• [RECORDS FOR THE EXERCISE]
^^^^^^^^^^^^^^^^
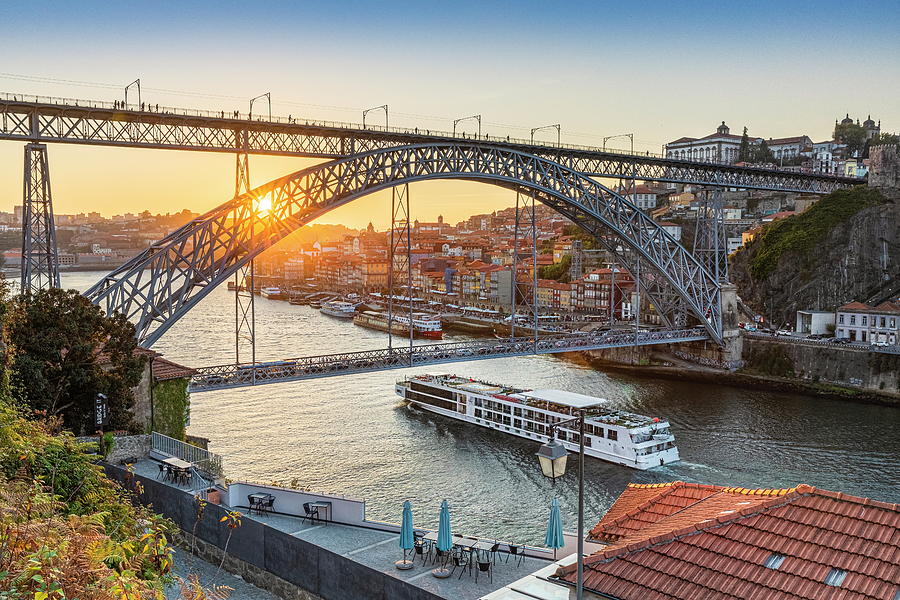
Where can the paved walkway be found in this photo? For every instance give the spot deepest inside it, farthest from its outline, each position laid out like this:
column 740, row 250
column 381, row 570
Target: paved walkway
column 186, row 563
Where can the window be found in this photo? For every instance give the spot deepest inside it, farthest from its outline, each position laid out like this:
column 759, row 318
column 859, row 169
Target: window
column 774, row 561
column 835, row 577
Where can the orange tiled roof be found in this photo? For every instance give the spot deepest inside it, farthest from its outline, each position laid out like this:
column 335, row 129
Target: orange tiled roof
column 685, row 541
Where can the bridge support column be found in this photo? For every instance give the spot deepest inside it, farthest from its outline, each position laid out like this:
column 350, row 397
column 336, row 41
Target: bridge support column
column 400, row 274
column 244, row 280
column 525, row 287
column 40, row 261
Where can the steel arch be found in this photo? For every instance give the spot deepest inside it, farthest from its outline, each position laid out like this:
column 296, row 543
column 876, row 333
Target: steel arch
column 160, row 285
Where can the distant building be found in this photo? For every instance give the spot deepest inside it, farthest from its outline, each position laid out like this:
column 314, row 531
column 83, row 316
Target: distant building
column 874, row 324
column 720, row 146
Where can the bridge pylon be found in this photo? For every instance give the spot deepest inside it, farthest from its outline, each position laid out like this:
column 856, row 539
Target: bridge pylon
column 40, row 260
column 400, row 273
column 244, row 280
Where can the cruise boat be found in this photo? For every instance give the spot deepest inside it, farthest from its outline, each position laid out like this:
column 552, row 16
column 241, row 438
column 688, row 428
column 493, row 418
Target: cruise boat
column 424, row 325
column 338, row 308
column 612, row 435
column 272, row 293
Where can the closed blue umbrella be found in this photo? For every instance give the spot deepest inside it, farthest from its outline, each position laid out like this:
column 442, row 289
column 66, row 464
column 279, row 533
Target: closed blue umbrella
column 445, row 535
column 554, row 537
column 407, row 541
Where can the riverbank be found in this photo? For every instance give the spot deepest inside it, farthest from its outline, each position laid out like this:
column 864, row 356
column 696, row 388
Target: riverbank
column 676, row 370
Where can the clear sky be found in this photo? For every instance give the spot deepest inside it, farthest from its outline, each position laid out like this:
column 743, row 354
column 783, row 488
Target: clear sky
column 658, row 69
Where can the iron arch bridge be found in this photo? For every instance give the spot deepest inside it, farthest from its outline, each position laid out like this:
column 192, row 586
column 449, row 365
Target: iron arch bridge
column 160, row 285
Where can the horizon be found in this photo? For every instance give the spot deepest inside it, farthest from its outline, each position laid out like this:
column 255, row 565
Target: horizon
column 525, row 68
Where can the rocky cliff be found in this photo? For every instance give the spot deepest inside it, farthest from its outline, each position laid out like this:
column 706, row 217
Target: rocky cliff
column 845, row 247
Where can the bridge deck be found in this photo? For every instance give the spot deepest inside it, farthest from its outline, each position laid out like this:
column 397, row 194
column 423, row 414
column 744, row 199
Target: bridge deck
column 332, row 365
column 65, row 120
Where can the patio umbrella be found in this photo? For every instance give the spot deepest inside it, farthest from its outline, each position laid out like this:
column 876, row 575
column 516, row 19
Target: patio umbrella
column 407, row 541
column 554, row 537
column 445, row 539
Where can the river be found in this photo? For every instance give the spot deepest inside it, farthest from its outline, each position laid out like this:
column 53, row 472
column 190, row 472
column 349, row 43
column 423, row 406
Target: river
column 352, row 435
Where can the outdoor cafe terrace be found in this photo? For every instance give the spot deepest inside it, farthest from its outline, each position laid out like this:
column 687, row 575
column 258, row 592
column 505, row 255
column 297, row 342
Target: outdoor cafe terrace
column 340, row 526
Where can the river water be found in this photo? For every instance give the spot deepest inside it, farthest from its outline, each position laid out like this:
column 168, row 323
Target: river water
column 352, row 435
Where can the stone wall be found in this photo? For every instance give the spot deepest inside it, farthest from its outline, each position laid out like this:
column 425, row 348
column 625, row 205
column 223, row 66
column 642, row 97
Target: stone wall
column 298, row 569
column 816, row 363
column 127, row 448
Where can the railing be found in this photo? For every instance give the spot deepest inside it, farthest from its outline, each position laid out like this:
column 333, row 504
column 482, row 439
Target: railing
column 204, row 460
column 310, row 367
column 155, row 109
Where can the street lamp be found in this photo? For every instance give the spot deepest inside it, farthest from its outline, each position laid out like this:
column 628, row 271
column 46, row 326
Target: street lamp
column 368, row 110
column 267, row 95
column 476, row 117
column 553, row 458
column 136, row 82
column 556, row 127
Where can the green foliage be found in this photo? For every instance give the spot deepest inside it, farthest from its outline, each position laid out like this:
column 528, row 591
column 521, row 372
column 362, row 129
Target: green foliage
column 762, row 153
column 171, row 403
column 65, row 351
column 557, row 271
column 851, row 134
column 802, row 233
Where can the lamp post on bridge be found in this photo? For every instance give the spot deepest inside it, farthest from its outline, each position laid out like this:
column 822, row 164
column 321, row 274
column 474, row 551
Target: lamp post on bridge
column 556, row 127
column 475, row 117
column 136, row 82
column 382, row 107
column 268, row 96
column 552, row 457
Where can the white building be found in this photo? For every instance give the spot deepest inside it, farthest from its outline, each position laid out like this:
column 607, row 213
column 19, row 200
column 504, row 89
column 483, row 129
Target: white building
column 720, row 146
column 642, row 197
column 873, row 324
column 814, row 322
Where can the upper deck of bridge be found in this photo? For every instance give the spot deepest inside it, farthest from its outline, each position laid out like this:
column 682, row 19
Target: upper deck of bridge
column 112, row 123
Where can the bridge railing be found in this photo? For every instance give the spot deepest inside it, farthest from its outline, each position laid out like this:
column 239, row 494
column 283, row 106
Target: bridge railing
column 232, row 375
column 152, row 108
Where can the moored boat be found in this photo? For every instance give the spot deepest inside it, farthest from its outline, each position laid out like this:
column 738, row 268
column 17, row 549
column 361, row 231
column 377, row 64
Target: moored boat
column 615, row 436
column 339, row 309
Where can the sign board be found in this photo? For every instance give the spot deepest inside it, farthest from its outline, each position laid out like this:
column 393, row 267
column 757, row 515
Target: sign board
column 101, row 411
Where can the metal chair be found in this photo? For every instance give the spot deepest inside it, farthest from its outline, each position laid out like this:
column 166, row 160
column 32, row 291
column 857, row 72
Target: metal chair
column 485, row 566
column 460, row 559
column 312, row 512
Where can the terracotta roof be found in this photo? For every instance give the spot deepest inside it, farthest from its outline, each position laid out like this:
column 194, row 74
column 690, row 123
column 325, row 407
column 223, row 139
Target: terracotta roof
column 689, row 541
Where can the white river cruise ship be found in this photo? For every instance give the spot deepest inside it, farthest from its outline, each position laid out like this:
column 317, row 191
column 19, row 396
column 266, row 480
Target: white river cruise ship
column 612, row 435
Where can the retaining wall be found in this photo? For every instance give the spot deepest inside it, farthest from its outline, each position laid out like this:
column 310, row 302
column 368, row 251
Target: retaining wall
column 255, row 548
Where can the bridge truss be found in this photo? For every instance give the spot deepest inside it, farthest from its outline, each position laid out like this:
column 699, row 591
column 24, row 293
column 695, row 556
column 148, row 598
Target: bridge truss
column 400, row 357
column 160, row 285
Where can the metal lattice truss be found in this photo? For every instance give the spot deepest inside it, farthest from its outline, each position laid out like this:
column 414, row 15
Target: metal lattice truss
column 160, row 285
column 332, row 365
column 40, row 262
column 217, row 132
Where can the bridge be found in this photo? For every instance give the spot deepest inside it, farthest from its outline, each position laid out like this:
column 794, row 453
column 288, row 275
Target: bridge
column 161, row 285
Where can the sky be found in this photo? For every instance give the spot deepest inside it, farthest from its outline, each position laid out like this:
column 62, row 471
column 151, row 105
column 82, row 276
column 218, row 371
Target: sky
column 659, row 70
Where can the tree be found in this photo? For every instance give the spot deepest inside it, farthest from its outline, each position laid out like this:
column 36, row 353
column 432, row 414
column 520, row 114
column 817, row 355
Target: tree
column 745, row 152
column 63, row 351
column 851, row 134
column 763, row 154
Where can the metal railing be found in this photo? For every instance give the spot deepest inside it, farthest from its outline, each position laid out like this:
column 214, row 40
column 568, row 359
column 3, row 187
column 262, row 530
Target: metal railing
column 202, row 459
column 232, row 115
column 312, row 367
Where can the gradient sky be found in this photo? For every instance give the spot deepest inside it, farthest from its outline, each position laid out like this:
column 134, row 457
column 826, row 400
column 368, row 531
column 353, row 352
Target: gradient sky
column 658, row 69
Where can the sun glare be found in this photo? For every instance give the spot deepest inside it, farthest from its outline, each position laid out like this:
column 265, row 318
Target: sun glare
column 263, row 206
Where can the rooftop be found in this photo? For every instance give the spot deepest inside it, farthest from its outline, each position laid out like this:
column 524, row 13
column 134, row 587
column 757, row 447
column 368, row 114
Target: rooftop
column 564, row 398
column 682, row 540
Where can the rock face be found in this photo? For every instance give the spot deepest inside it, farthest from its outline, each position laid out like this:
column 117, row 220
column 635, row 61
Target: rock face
column 824, row 259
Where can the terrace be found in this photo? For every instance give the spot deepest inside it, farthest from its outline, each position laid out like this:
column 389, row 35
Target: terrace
column 343, row 533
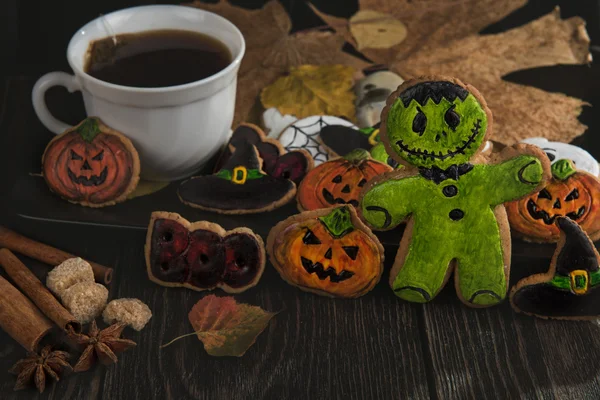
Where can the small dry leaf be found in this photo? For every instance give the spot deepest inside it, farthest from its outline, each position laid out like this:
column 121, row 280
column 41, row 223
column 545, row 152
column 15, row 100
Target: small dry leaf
column 225, row 327
column 519, row 111
column 271, row 51
column 145, row 188
column 313, row 90
column 374, row 30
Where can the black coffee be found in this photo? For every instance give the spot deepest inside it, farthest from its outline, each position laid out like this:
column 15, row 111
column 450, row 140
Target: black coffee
column 156, row 58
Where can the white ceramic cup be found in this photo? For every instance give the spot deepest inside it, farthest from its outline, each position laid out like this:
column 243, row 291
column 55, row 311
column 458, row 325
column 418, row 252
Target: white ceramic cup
column 175, row 129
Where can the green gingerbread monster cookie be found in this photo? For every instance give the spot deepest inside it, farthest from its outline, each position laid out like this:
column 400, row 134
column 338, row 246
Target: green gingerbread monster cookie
column 436, row 126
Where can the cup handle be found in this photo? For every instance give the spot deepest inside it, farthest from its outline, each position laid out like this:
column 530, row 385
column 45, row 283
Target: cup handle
column 39, row 102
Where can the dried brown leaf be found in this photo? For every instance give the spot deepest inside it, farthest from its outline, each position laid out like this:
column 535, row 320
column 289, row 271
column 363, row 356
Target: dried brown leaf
column 225, row 327
column 519, row 111
column 430, row 23
column 375, row 30
column 271, row 50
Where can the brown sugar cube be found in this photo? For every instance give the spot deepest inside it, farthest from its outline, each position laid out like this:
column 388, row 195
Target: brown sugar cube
column 85, row 300
column 128, row 311
column 68, row 273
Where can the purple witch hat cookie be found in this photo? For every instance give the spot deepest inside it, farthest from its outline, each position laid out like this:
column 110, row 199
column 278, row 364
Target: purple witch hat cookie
column 571, row 287
column 277, row 162
column 240, row 187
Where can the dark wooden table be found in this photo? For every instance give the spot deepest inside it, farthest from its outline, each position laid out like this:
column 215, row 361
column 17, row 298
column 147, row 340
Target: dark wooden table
column 374, row 347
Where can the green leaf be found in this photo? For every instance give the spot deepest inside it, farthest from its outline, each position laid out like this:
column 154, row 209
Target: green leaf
column 89, row 129
column 338, row 222
column 562, row 169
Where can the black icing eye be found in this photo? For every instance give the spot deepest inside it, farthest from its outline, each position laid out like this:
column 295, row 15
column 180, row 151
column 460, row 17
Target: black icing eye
column 75, row 156
column 544, row 194
column 310, row 238
column 420, row 122
column 352, row 251
column 452, row 118
column 99, row 156
column 573, row 195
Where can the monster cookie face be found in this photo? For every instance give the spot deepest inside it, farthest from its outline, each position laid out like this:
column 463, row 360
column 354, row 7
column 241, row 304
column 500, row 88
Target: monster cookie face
column 435, row 124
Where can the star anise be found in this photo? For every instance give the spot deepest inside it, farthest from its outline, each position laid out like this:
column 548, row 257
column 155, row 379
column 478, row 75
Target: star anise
column 101, row 345
column 39, row 366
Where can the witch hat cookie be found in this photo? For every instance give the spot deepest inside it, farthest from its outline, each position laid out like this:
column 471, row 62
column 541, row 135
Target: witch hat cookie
column 571, row 287
column 240, row 187
column 277, row 161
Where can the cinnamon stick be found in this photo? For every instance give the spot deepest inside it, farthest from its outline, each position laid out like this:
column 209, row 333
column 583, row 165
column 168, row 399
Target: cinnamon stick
column 46, row 254
column 20, row 318
column 37, row 292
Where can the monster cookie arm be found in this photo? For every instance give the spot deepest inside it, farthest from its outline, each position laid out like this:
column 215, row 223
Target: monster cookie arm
column 524, row 170
column 385, row 204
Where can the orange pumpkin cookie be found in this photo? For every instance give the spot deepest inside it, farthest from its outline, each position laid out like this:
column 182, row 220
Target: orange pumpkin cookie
column 338, row 181
column 328, row 252
column 571, row 193
column 91, row 164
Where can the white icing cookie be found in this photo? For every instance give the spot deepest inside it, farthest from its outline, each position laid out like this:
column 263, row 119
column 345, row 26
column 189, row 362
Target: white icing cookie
column 371, row 94
column 557, row 150
column 304, row 134
column 275, row 123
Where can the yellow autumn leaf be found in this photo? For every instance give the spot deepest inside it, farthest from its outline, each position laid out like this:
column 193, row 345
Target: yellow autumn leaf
column 375, row 30
column 313, row 90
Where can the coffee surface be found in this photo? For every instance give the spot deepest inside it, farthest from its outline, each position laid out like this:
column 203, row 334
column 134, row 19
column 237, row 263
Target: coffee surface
column 158, row 58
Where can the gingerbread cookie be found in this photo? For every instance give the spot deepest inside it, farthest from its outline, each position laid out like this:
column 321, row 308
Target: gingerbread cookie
column 240, row 187
column 436, row 126
column 329, row 252
column 571, row 287
column 277, row 162
column 91, row 165
column 305, row 134
column 338, row 181
column 582, row 160
column 202, row 255
column 571, row 193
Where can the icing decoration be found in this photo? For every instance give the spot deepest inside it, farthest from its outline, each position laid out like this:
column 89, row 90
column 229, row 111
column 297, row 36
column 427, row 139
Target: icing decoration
column 570, row 192
column 557, row 151
column 275, row 123
column 328, row 252
column 371, row 94
column 338, row 181
column 240, row 187
column 571, row 287
column 91, row 164
column 202, row 255
column 454, row 213
column 277, row 162
column 304, row 134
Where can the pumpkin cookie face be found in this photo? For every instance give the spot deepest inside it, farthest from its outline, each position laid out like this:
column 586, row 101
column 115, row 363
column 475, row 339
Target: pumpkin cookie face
column 91, row 164
column 571, row 193
column 328, row 252
column 435, row 123
column 202, row 255
column 338, row 181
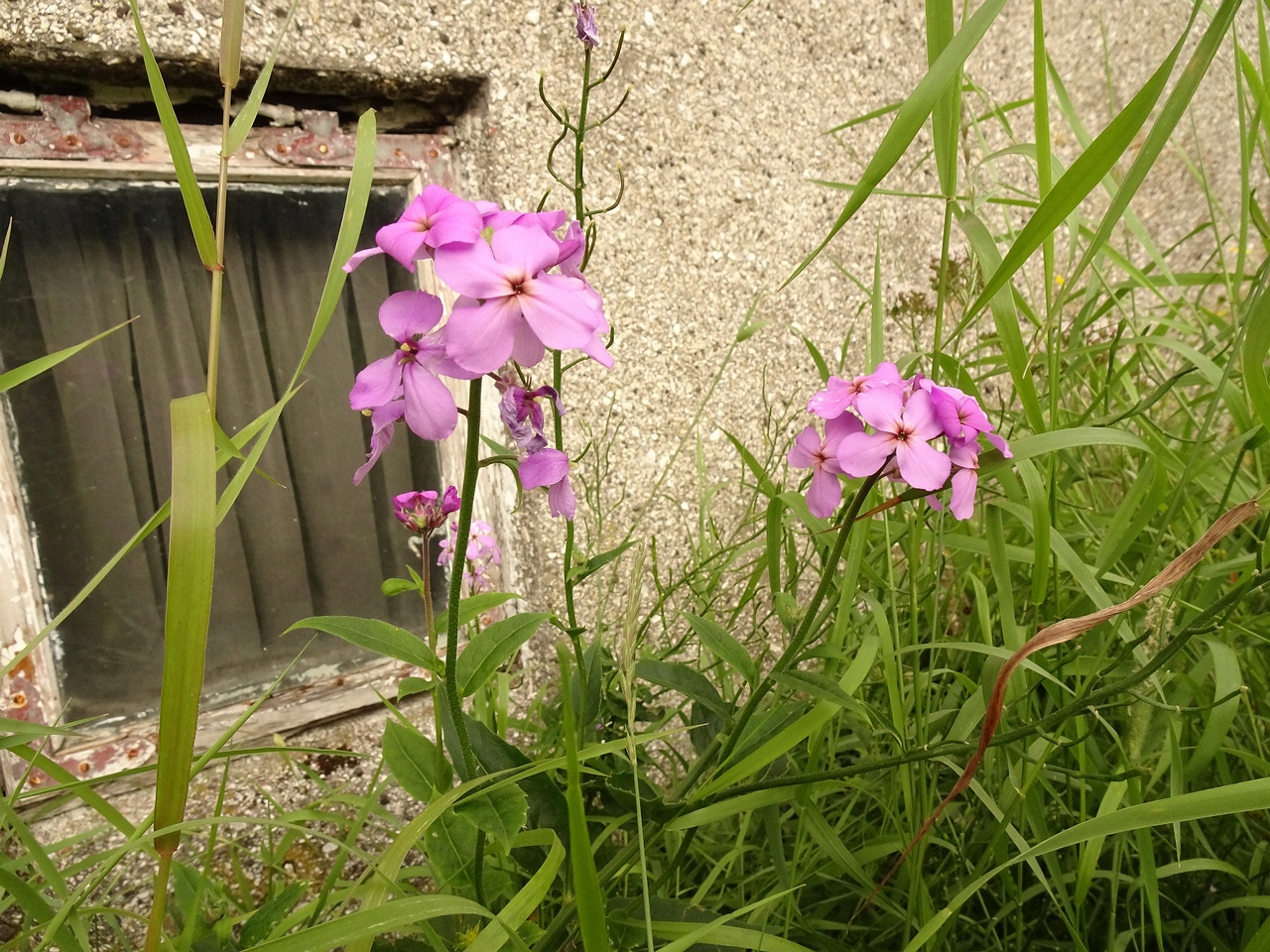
^^^^^^^^^^^^^^^^
• [WHAT YOU HAVE TO DO]
Reproduce the material above from its first line through the line containing "column 876, row 333", both ends included, and skip every picture.

• [EXPECTED ANSWER]
Where can the paved walkway be found in this photo? For every instance give the spot deepest inside it, farthest from its outline, each position laid out like this:
column 740, row 250
column 381, row 570
Target: paved walkway
column 186, row 563
Where can the window be found in this photo? For every instance give the spot deepest inside it, farthest from its outline, each position laid out like this:
column 759, row 318
column 859, row 169
Target: window
column 774, row 561
column 835, row 577
Where can the orange tiled roof be found in this photo? For every instance give the spot deepest inside it, farthest from its outline, each position laid out like this:
column 335, row 129
Target: orange tiled roof
column 685, row 541
Where can the bridge support column be found in this photo? For every instance give the spot deepest inside it, farthest from its outline, each position laid out like this:
column 350, row 397
column 336, row 41
Target: bridge support column
column 400, row 274
column 244, row 280
column 525, row 287
column 40, row 261
Where can the steel arch be found in this photo? For every instance give the spot deepest inside it, farthest from its outline, each position laid out like this:
column 296, row 543
column 876, row 333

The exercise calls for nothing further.